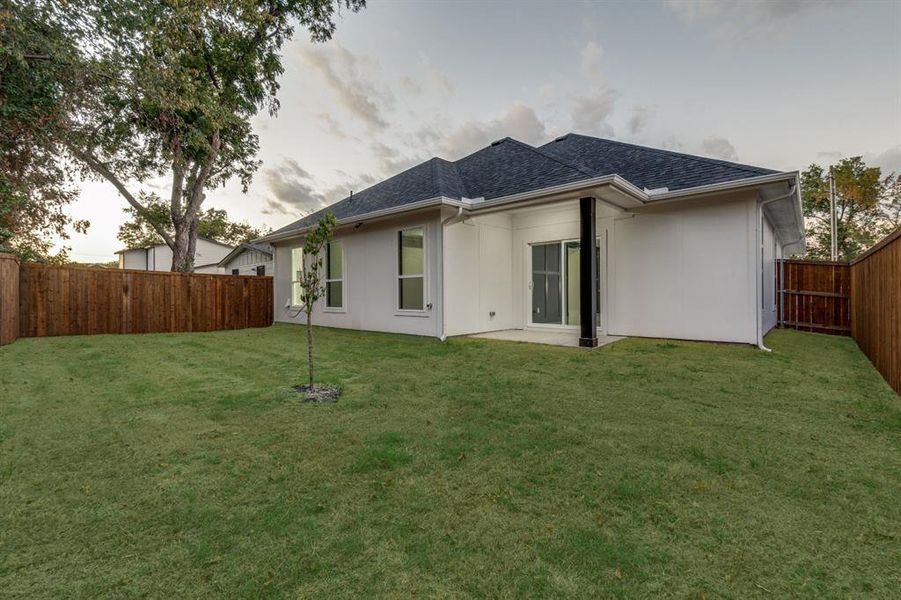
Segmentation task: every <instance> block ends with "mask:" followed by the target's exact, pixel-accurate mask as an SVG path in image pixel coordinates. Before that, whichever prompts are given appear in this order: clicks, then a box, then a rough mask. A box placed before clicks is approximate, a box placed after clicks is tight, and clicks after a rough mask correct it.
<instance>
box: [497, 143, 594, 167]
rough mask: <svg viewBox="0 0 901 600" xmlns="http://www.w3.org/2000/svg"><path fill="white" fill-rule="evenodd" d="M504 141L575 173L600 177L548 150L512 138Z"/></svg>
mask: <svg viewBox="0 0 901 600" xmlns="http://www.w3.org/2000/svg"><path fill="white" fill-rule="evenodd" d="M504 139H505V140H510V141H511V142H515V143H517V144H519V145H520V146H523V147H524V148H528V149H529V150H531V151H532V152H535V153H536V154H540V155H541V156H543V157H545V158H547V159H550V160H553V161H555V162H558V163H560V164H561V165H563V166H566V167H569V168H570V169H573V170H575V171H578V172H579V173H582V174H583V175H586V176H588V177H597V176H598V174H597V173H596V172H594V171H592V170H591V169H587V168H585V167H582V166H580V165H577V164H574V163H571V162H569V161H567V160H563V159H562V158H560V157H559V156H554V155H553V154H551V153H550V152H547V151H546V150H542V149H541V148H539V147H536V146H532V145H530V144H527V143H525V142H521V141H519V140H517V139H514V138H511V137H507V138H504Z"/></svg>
***
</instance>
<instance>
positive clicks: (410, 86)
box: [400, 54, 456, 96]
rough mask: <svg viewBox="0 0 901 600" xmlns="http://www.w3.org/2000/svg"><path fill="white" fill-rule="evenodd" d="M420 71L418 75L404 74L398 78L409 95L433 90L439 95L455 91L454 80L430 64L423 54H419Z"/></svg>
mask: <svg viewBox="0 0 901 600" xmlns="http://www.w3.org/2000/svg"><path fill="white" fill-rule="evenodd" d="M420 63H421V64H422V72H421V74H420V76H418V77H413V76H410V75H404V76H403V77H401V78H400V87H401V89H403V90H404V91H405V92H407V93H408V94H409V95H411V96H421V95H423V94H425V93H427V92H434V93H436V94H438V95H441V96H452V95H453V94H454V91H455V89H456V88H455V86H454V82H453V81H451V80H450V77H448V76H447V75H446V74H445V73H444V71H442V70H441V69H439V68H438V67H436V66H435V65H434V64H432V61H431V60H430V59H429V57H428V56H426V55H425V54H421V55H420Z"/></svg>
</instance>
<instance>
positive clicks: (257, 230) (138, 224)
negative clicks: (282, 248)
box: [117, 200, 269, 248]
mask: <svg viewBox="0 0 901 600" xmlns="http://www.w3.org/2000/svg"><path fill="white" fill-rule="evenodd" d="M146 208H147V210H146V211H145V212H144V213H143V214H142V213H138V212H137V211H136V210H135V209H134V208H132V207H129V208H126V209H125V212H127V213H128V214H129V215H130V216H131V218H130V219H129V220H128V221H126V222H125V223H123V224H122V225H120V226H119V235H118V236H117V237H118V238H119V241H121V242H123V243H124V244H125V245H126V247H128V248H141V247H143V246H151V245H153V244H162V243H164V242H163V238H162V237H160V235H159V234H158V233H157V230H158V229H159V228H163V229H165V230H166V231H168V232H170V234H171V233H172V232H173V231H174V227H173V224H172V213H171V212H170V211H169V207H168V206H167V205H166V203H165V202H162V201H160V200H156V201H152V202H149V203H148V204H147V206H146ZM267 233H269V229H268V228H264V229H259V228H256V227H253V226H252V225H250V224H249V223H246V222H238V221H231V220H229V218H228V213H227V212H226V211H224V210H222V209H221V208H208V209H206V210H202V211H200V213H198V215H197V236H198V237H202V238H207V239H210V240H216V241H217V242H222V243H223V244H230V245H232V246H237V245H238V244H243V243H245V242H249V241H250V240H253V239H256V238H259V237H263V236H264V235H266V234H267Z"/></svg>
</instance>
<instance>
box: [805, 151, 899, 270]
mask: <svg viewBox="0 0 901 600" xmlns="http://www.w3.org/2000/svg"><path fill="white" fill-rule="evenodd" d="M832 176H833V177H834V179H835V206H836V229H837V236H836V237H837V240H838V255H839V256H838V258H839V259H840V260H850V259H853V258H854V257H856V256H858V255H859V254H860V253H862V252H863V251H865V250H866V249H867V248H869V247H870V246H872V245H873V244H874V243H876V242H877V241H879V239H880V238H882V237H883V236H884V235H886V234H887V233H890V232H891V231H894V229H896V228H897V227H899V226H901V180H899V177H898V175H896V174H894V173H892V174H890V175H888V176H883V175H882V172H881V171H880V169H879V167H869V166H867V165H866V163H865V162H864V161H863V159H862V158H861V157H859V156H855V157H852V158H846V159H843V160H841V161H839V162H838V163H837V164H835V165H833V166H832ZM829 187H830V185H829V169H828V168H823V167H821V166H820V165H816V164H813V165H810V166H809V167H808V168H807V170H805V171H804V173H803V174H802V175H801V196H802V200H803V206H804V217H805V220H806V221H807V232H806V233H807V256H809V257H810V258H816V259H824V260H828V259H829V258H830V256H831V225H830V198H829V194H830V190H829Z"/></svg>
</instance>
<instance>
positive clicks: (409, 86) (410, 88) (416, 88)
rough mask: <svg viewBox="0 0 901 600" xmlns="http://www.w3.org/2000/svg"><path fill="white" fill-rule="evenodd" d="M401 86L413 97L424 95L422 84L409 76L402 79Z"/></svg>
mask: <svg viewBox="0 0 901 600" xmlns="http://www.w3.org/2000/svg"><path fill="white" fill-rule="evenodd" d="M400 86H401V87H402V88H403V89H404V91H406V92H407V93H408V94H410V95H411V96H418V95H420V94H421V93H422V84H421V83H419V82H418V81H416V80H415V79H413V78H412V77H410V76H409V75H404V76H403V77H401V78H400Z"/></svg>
***
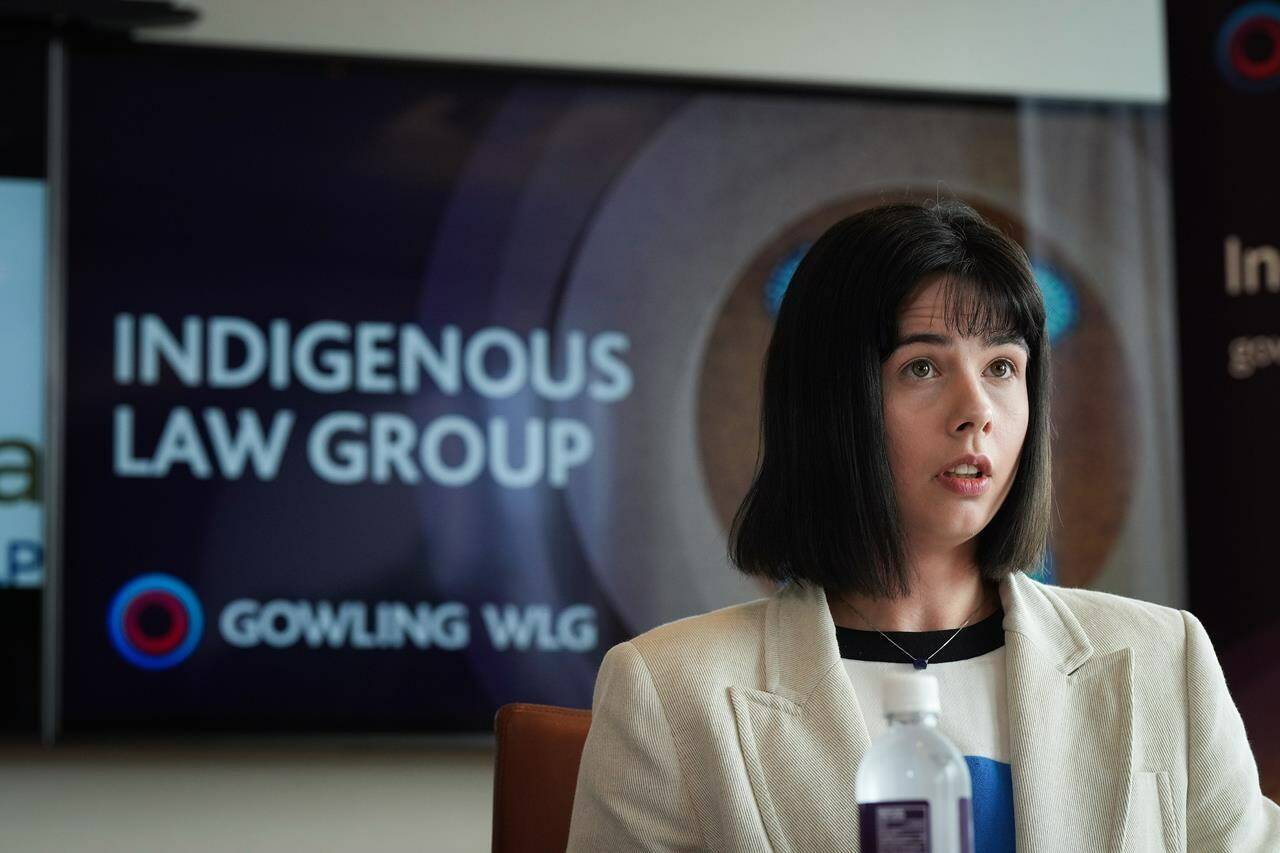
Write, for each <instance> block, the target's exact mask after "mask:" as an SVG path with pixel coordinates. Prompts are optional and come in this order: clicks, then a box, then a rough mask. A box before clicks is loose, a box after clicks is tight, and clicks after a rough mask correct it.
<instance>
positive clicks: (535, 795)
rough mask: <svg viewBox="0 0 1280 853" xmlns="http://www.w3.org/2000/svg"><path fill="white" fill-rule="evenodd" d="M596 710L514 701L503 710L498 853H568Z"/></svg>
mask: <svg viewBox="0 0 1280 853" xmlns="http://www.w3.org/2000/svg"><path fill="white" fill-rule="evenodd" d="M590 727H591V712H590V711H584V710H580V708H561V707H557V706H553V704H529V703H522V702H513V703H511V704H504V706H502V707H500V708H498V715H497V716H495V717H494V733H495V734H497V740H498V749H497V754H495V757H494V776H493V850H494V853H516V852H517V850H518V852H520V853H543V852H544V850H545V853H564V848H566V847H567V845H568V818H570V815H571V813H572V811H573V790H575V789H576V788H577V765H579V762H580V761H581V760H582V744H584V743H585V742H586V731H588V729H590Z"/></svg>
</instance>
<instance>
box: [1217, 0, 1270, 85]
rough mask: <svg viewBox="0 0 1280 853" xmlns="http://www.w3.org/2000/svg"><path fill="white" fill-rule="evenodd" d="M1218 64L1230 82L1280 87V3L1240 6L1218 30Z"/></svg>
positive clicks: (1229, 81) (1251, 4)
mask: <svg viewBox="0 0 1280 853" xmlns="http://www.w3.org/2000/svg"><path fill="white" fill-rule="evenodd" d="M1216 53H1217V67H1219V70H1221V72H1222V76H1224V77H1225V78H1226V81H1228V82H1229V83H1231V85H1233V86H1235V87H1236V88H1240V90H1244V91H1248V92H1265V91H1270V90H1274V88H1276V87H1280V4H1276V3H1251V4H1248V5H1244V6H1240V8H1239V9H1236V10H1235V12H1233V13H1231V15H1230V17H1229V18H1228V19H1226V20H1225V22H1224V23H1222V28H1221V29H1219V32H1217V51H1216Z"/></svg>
***
Check every line above for the string "before" and state how many have it, with no other words.

| RESULT FOR THIS EXERCISE |
2